● Task to complete
According to the book launch listing, when did Legacy Russell coin the term "Glitch Feminism"?

● Exercise text

··········

12
Oct/20

GLITCH FEMINISM: A MANIFESTO BOOK LAUNCH WITH ZOE LEONARD AND AUTHOR LEGACY RUSSELL

12
Oct/20

Legacy Russell and Zoe Leonard will discuss Glitch Feminism and more at SVA talk

Who: Zoe Leonard, Legacy Russell
What: Virtual book launch
Where: School of Visual Arts Zoom
When: Thursday, October 15, free with RSVP, 11:00 am
Why: In December 2012, curator, writer, and artist Legacy Russell coined the term “Glitch Feminism,” writing in The Society Pages, “In a society that conditions the public to find discomfort or outright fear in the errors and malfunctions of our socio-cultural mechanics — illicitly and implicitly encouraging an ethos of ‘Don’t rock the boat!’ — a ‘glitch’ becomes an apt metonym. Glitch Feminism, however, embraces the causality of ‘error,’ and turns the gloomy implication of glitch on its ear by acknowledging that an error in a social system that has already been disturbed by economic, racial, social, sexual, and cultural stratification and the imperialist wrecking-ball of globalization — processes that continue to enact violence on all bodies — may not, in fact, be an error at all, but rather a much-needed erratum. This glitch is a correction to the ‘machine,’ and, in turn, a positive departure. This glitch I speak of here calls for a breaking from the hegemony of a ‘structured system’ infused with the pomp and circumstance of patriarchy, one that for all too long has marginalized female-identified bodies, and continues to offend our sensibilities by giving us only a piece of the pie and assuming our satisfaction.” Russell, a New York City native who is associate curator of exhibitions at the Studio Museum in Harlem, has expanded those ideas into a book, Glitch Feminism: A Manifesto (Verso, September 2020, $14.95), which focuses on online representation, gender, and the body and features such chapters as “Glitch Refuses,” “Glitch Throws Shade,” “Glitch Is Skin,” “Glitch Is Remix,” and “Glitch Survives.” She writes in the introduction, “A body that pushes back at the application of pronouns, or remains indecipherable within binary assignment, is a body that refuses to perform the score. This nonperformance is a glitch. This glitch is a form of refusal.”

··········

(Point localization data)
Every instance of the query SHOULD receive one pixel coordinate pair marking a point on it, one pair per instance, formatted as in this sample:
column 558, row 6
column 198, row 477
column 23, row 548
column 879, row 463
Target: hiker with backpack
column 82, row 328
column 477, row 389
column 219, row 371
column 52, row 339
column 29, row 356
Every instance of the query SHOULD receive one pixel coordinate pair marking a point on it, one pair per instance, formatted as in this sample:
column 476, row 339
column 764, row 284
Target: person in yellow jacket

··········

● The completed task
December 2012